[DATA EXCERPTS Boundary: Start]
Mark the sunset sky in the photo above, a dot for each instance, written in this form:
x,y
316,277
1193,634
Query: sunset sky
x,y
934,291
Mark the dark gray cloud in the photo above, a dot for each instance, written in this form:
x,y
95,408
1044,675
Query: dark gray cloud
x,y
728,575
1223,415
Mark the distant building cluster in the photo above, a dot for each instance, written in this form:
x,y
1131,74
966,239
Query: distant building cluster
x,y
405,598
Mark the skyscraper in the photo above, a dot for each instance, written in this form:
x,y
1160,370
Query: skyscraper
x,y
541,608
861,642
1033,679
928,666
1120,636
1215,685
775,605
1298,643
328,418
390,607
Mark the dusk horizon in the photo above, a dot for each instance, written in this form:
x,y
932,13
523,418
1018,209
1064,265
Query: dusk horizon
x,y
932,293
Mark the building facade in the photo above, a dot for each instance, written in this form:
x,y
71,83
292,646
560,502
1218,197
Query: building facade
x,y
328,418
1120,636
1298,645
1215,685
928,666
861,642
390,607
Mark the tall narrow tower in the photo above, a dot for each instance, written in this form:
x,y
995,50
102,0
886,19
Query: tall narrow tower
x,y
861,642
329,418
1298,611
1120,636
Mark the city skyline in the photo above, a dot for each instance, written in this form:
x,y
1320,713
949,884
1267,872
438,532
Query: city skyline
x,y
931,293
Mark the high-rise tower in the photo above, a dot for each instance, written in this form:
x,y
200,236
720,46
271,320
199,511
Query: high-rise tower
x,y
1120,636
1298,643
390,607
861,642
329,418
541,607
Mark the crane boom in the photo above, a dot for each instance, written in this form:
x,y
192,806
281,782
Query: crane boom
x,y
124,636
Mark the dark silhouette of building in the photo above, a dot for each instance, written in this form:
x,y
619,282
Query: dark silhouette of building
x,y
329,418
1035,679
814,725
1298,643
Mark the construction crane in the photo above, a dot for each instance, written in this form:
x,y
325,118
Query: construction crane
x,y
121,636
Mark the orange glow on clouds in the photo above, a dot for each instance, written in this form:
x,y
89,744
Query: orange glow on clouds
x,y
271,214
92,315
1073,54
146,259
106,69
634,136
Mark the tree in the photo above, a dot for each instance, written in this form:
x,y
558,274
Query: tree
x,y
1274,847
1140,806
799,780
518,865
[DATA EXCERPTS Boundary: End]
> **ASSIGNED TASK**
Generate a verbatim printout of all the entries.

> **TASK SOLUTION**
Mark the sunset sky in the photo above, a dot for each instance, written in this form:
x,y
316,277
1193,634
Query: sunset sky
x,y
934,291
Mark the dark gray cloud in the photo above, a dot for each instance, written in this form:
x,y
95,408
1044,675
Query: dark gray cloud
x,y
728,575
1223,415
Mark the distant building cluster in the photo above, a dot for each instance, written in this form:
x,y
1131,74
966,239
Query: distant building cluster
x,y
405,598
Mark the skyscraper in the photo above, a dot for each instance, written in this form:
x,y
1160,370
Query: skyscraper
x,y
541,608
861,642
1033,679
928,666
1120,636
1215,685
775,605
1298,643
328,418
390,607
Mark the dusk horizon in the photo above, a dot for each instance, written in this form:
x,y
932,13
523,418
1018,209
1064,265
Query: dusk horizon
x,y
932,293
Mark the building facade in the photo above, a dot for each instance, written in this form:
x,y
71,83
292,646
560,502
1218,197
Query: building facade
x,y
328,418
1120,636
1298,645
1215,685
928,666
861,642
390,607
Mark the tall narrow tower in the photo above, a dot for each instance, written in this form:
x,y
995,50
102,0
886,19
Query: tall narrow tower
x,y
861,642
329,418
1298,611
1120,636
Mark the city skyline in the photo above, a dot for each instance, written in this form:
x,y
1320,713
949,884
1267,872
438,532
Query: city skyline
x,y
931,293
Mark the high-rise tower in the photo above, a dot for each instance, written in this form:
x,y
200,236
720,46
271,320
199,511
Query: high-rise tower
x,y
1120,636
1298,643
390,607
861,642
329,418
541,607
Mark the crane boom in the photo above, a dot for each instance, written in this form:
x,y
192,806
281,782
Query: crane boom
x,y
124,636
Mark the dark silhouette of building in the photo above, a dot for each instance, written in this form:
x,y
619,282
Query: dark silhouette of building
x,y
329,418
1035,679
814,725
1298,643
Mark the construction crane in the photo above, a dot for each instance, written in this form:
x,y
325,118
Query: construction crane
x,y
121,636
Mark the orange glow on clouds in the photo above, a dot for each instance, written in this form:
x,y
89,744
Query: orange glow on clouds
x,y
271,214
92,315
1073,54
146,259
106,69
634,136
Mark the tree in the photo above, a dot for each instance, written in this form:
x,y
558,274
Query: tree
x,y
1274,847
1140,806
799,780
518,865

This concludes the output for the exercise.